**Goal of the exercise:** Update the listing below by changing every "single-line" to "one-line" and leaving everything else the same.
** START OF Extracted information **
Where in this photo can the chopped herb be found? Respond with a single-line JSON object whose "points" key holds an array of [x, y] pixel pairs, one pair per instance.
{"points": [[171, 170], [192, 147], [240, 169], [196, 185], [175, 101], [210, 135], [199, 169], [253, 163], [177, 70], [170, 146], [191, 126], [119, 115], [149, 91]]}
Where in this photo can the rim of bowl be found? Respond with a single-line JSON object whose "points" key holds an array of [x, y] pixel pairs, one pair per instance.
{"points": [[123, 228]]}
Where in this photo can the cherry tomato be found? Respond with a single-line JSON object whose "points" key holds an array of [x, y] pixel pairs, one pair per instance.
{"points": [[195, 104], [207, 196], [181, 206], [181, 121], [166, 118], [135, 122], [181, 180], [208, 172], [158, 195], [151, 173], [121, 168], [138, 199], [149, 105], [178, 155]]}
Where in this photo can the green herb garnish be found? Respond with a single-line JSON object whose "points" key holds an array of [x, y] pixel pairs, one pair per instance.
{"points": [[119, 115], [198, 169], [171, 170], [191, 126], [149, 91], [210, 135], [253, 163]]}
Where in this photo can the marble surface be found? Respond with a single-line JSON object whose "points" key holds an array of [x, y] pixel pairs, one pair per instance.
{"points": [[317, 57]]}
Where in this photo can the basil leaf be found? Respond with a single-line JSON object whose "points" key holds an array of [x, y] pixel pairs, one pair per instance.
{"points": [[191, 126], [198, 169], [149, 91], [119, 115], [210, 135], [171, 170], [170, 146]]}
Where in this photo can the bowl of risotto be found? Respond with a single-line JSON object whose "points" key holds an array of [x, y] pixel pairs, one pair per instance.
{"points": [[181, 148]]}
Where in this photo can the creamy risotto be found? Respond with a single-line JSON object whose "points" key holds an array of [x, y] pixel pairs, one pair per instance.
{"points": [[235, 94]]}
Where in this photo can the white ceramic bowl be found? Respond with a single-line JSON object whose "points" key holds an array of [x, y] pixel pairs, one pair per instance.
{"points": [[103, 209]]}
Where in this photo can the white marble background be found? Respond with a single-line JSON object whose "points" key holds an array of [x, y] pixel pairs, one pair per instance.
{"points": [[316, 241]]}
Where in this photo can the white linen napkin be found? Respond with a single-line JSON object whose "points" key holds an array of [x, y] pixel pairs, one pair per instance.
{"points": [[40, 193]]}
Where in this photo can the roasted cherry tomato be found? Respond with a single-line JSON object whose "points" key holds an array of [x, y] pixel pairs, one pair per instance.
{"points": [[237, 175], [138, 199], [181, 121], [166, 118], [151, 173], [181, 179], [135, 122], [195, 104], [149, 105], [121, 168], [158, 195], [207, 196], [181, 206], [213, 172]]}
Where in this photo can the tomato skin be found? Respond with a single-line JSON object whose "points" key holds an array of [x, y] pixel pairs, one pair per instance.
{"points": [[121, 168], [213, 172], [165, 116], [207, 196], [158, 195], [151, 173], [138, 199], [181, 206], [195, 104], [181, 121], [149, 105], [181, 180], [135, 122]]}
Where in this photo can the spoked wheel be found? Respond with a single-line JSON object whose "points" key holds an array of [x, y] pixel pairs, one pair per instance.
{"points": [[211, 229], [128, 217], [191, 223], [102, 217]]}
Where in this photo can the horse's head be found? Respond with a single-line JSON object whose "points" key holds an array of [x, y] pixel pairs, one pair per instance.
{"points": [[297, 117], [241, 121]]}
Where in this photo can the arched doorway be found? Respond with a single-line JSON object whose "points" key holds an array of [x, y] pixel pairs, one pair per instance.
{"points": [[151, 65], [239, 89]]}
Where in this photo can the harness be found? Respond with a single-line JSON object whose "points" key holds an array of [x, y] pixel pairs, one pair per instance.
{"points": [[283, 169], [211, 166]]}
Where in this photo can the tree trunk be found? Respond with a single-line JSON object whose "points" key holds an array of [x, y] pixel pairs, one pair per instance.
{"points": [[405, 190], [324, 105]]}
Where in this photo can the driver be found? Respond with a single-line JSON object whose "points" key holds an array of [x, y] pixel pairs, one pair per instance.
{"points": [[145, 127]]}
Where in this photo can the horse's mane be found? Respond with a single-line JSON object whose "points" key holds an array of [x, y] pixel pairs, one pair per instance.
** END OF Extracted information **
**Written response:**
Where in this photo can the chopped herb be found? Respond with a one-line JSON object whose "points" key holds an array of [x, y] pixel pairs, one pair per instance.
{"points": [[171, 170], [192, 147], [240, 169], [196, 185], [175, 101], [210, 135], [199, 169], [253, 163], [177, 70], [170, 146], [191, 126], [119, 115], [149, 91]]}
Where in this photo can the rim of bowl be found? Respond with a one-line JSON object whose "points" key holds an array of [x, y] pixel pairs, one pair per instance.
{"points": [[123, 228]]}
Where in this photo can the cherry tomato be found? Respond with a one-line JSON object whose "points" key holds an array of [x, y] pixel pairs, one pair per instance.
{"points": [[195, 104], [207, 196], [181, 206], [181, 121], [166, 118], [135, 122], [181, 180], [208, 172], [158, 195], [151, 173], [121, 168], [138, 199], [149, 105], [178, 155]]}
Where in this photo can the green herb garnish be found? Respond with a one-line JSON object whose "points" key holds an array of [x, y] pixel pairs, one pair per instance.
{"points": [[119, 115], [198, 169], [171, 170], [191, 126], [149, 91], [210, 135], [253, 163]]}
Where in this photo can the marble surface be found? Respond with a one-line JSON object whose "points" key holds an array of [x, y] pixel pairs, one pair per instance.
{"points": [[317, 57]]}
Where in this photo can the basil leaf be found? Respond with a one-line JSON object whose "points" key holds an array of [x, y] pixel pairs, one pair per instance.
{"points": [[191, 126], [198, 169], [149, 91], [119, 115], [210, 135], [171, 170], [170, 146]]}
Where in this photo can the bowl of risotto be found? Respond with a one-line JSON object whose "points" key holds an array of [x, y] pixel pairs, one pair per instance.
{"points": [[181, 148]]}
Where in this photo can the creamy risotto be found? Respond with a one-line JSON object whose "points" key holds an array of [x, y] pixel pairs, one pair per instance.
{"points": [[235, 94]]}
Where in this photo can the white ceramic bowl be found? Respond with a one-line JSON object whose "points" key holds an array of [x, y] pixel pairs, one pair per instance.
{"points": [[103, 209]]}
Where in this photo can the white marble background be found? Respond with a one-line JSON object whose "points" key holds an array of [x, y] pixel pairs, one pair per instance.
{"points": [[316, 241]]}
Where in this photo can the white linen napkin be found? Respond with a one-line JSON object whose "points" key holds an array of [x, y] pixel pairs, one pair per instance.
{"points": [[40, 193]]}
Where in this photo can the roasted cherry tomato be found? Respond with a one-line JSON object whose "points" key holds an array of [x, y] pixel pairs, one pair per instance.
{"points": [[237, 175], [138, 199], [181, 121], [166, 118], [151, 173], [181, 179], [135, 122], [195, 104], [149, 105], [121, 168], [158, 195], [207, 196], [181, 206], [213, 172]]}
Where in this photo can the tomato skin be found? Respond with a one-line JSON object whose "points" key holds an array of [x, y] pixel pairs, one pair per instance.
{"points": [[121, 168], [213, 172], [165, 116], [207, 196], [158, 195], [151, 173], [138, 199], [181, 206], [195, 104], [181, 121], [149, 105], [181, 180], [135, 122]]}
Where in this photo can the spoked wheel be found? Respond with a one-line JSON object whose "points" key holds an array of [x, y] pixel pairs, one pair per instance.
{"points": [[211, 229], [128, 217], [191, 223], [102, 217]]}
Where in this photo can the horse's head be found? Respond with a one-line JSON object whose "points" key holds an array of [x, y] pixel pairs, one pair per instance.
{"points": [[297, 117], [241, 121]]}
Where in this photo can the arched doorway be found? Respond with a one-line JSON object whose "points" key holds an array of [x, y] pixel pairs, one pair per instance.
{"points": [[151, 65], [239, 89]]}
Where in this photo can the harness be found? Respond with a one-line JSON object whose "points" key holds an array of [x, y] pixel pairs, one pair per instance.
{"points": [[283, 169], [211, 166]]}
Where in this photo can the tree trunk be found? Respond with a one-line JSON object whose "points" key holds an array of [x, y] pixel pairs, one pair per instance.
{"points": [[405, 190], [324, 105]]}
Where in this photo can the driver be found? Respond with a one-line JSON object whose "points" key holds an array of [x, y] pixel pairs, one pair per instance.
{"points": [[145, 127]]}
Where in this photo can the horse's mane be found? Respond with a one-line JSON object whose "points" key holds an array of [x, y] pixel pairs, one pair per instance.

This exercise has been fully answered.